### Extracted material:

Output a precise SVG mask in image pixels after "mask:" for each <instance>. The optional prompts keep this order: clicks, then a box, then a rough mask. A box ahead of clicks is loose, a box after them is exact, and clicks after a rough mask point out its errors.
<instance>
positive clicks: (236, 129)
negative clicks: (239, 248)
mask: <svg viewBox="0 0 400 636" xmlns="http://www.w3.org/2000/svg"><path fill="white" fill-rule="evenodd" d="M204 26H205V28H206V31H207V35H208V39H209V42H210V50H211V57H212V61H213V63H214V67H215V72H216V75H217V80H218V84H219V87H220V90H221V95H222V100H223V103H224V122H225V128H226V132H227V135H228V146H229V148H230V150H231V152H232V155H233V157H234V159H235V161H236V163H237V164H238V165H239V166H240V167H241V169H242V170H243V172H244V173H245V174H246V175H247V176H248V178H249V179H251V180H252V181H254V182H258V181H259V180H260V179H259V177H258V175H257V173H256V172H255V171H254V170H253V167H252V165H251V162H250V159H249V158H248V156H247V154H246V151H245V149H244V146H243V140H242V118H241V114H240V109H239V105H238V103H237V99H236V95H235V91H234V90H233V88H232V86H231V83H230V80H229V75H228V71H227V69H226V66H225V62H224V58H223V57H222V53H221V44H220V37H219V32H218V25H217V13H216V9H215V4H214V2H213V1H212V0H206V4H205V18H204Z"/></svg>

### Aim of the exercise:
Can you lay out every line of the records above as a Markdown table with the columns Number and Entry, leaving out any blank lines?

### Finished task:
| Number | Entry |
|---|---|
| 1 | Output a precise SVG mask in image pixels after "mask:" for each <instance>. The optional prompts keep this order: clicks, then a box, then a rough mask. A box ahead of clicks is loose, a box after them is exact, and clicks after a rough mask point out its errors. |
| 2 | <instance> |
| 3 | positive clicks: (236, 129) |
| 4 | negative clicks: (239, 248) |
| 5 | mask: <svg viewBox="0 0 400 636" xmlns="http://www.w3.org/2000/svg"><path fill="white" fill-rule="evenodd" d="M204 26H205V28H206V31H207V35H208V39H209V42H210V50H211V57H212V61H213V63H214V67H215V72H216V75H217V80H218V84H219V87H220V90H221V95H222V100H223V103H224V122H225V128H226V132H227V135H228V146H229V148H230V150H231V152H232V155H233V157H234V159H235V161H236V163H237V164H238V165H239V166H240V167H241V169H242V170H243V172H244V173H245V174H246V175H247V176H248V178H249V179H251V180H252V181H254V182H258V181H259V180H260V179H259V177H258V175H257V173H256V172H255V171H254V170H253V167H252V165H251V162H250V159H249V158H248V156H247V154H246V151H245V149H244V146H243V140H242V118H241V114H240V109H239V105H238V103H237V99H236V95H235V91H234V90H233V88H232V86H231V83H230V80H229V75H228V71H227V69H226V66H225V62H224V58H223V57H222V53H221V44H220V37H219V32H218V25H217V13H216V9H215V4H214V2H213V1H212V0H206V4H205V18H204Z"/></svg> |